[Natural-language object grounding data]

* * * * * * *

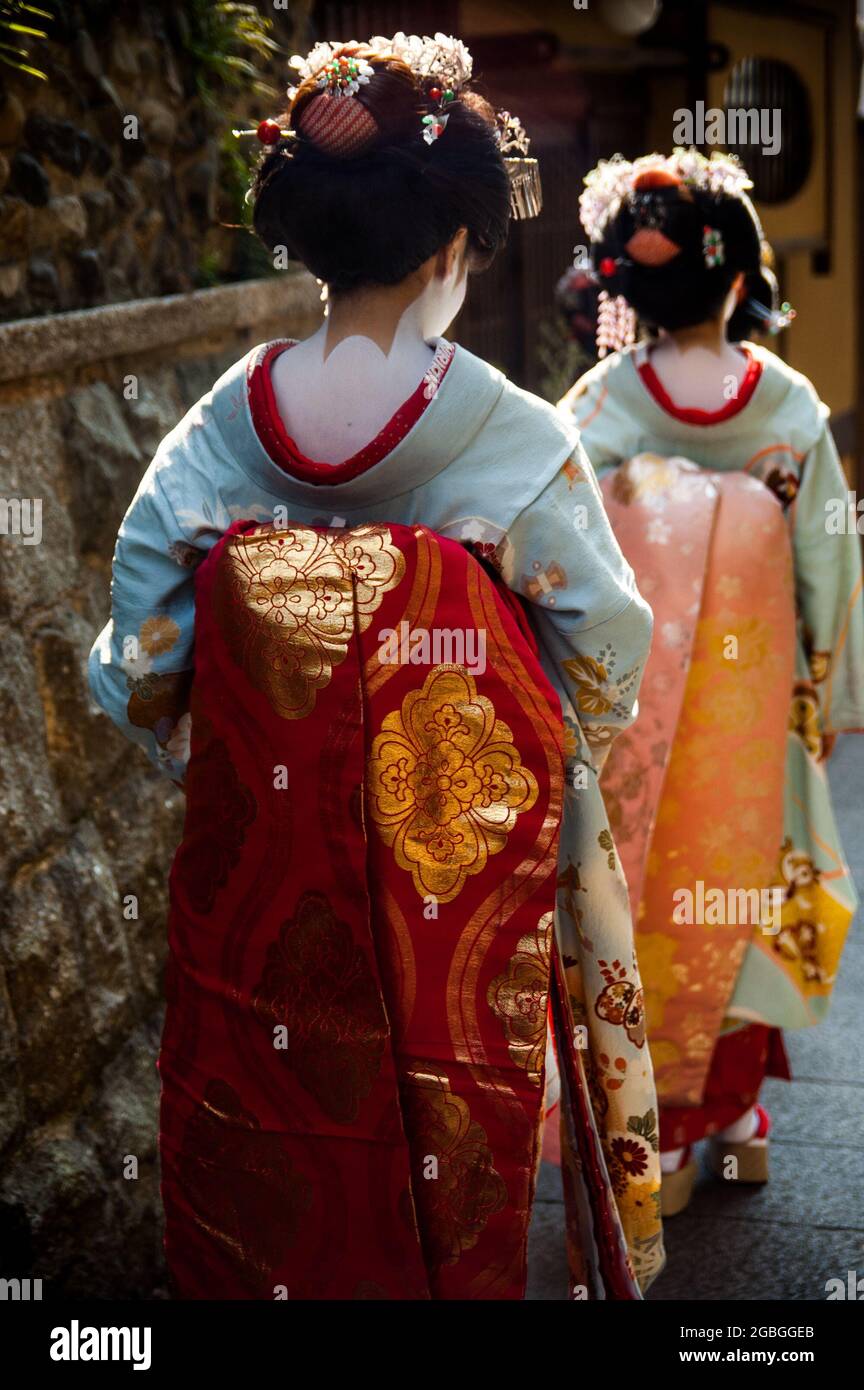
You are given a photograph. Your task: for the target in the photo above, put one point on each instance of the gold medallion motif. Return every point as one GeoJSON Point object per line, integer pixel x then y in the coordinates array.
{"type": "Point", "coordinates": [446, 783]}
{"type": "Point", "coordinates": [467, 1190]}
{"type": "Point", "coordinates": [320, 986]}
{"type": "Point", "coordinates": [518, 998]}
{"type": "Point", "coordinates": [303, 594]}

* * * * * * *

• **Exercise objective**:
The answer must be an exact copy of every record above, minus the pictures.

• **Exercise output**:
You are given a photograph. Your task: for the target in the photo above, put one point on each instance of the gold medallion motif. Return every point as one GeoJSON Point object per line, integer pixel x then y in the coordinates array.
{"type": "Point", "coordinates": [446, 783]}
{"type": "Point", "coordinates": [467, 1190]}
{"type": "Point", "coordinates": [320, 986]}
{"type": "Point", "coordinates": [518, 998]}
{"type": "Point", "coordinates": [303, 594]}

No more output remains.